> **Source records**
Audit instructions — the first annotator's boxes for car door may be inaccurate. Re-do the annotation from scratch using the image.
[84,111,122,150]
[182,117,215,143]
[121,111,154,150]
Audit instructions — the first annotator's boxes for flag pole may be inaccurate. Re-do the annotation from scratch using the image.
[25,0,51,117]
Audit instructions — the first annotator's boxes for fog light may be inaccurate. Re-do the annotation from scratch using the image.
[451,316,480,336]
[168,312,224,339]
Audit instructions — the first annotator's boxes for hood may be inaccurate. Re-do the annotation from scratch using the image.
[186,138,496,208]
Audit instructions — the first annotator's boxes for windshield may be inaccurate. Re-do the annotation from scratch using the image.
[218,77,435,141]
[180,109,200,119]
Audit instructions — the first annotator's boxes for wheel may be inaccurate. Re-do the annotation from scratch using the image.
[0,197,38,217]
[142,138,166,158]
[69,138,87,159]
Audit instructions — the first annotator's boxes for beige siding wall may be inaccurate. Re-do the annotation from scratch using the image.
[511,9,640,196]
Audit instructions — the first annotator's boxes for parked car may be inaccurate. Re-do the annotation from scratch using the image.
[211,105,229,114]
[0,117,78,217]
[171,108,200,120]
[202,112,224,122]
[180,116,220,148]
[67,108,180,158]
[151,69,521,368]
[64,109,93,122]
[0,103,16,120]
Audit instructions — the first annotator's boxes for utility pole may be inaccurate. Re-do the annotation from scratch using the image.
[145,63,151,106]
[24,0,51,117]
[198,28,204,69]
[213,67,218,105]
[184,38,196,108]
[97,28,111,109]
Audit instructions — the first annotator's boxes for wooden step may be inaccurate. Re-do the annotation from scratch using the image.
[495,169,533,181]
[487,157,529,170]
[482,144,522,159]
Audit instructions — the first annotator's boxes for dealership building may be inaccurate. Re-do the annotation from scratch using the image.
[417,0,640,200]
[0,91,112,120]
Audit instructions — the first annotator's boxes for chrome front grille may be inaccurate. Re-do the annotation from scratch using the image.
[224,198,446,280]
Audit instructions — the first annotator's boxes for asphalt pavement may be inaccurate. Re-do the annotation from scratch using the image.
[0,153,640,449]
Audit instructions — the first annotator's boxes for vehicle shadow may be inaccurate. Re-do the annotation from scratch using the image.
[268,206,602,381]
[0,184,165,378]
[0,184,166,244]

> **Directions**
Copy out all of the material above, changing "Audit instructions" to "Review instructions" wherever it appears and keeping everything else the same.

> **The result**
Review instructions — the first annotator's boxes for car door may be inaccurate. Re-do the annotation from scratch using the image.
[84,111,122,150]
[182,117,215,143]
[121,111,154,150]
Review instructions — the first annotator's boxes for flag pole may be inaccurate. Re-do the annotation from scratch using the image.
[25,0,51,117]
Review instructions — the first annotator's boxes for fog light may be inaccurate. Re-do the annotation from scratch using the image.
[451,316,480,336]
[168,312,224,339]
Review instructions — the first annotator's boxes for hood may be inaccurate. Re-do the annotation from scratch using the image.
[186,138,496,208]
Review instructions — the first annotator's boxes for windshield may be inaccurate. Re-do the annotation from scratch using the image.
[218,77,435,141]
[180,109,200,119]
Review instructions — the first annotator's boxes for wheel may be inaccurate. Re-do the annotation from scratch using the image.
[0,197,38,217]
[142,138,166,158]
[69,138,87,159]
Review instructions — the first annotator's boxes for beige siding wall may be inaccurate. Re-do the annotation from scratch using the image.
[511,9,640,196]
Review instructions — the first annotator's boxes for parked car may be inaccurate. Re-do the annotation from scratch using the image.
[211,105,229,114]
[0,117,78,217]
[171,108,200,120]
[202,112,224,122]
[180,116,220,148]
[67,108,180,158]
[151,69,521,368]
[64,109,93,122]
[0,103,16,120]
Review instructions — the first annotator's boxes for utility pole may be inaccurate. Re-do the annotation from scratch using the image.
[145,63,151,106]
[24,0,51,117]
[198,28,204,69]
[213,67,218,105]
[184,38,196,108]
[97,28,111,109]
Review instructions — the first annotator's boxes for wooden step may be inaccurate. Re-do the annotation from scratch using the image.
[495,169,533,181]
[487,157,529,170]
[482,144,522,159]
Review instructions — the first annotator's boxes for dealership building may be inaccurate. Re-do the annotation from scratch using the image.
[417,0,640,200]
[0,91,112,120]
Review instructions — the first annotator's boxes for chrome front grille may be inaccurate. Re-do the annotation from scratch using the image.
[224,198,446,280]
Review instructions — the first annotator's boxes for asphalt pavement may be inaccurate. Re-do the annotation from scratch using the image.
[0,153,640,449]
Review instructions — the first annotator's boxes for vehicle shadow may be inaccurate. Re-do the annotation from scratch using the image.
[268,206,602,381]
[0,184,165,378]
[0,184,166,244]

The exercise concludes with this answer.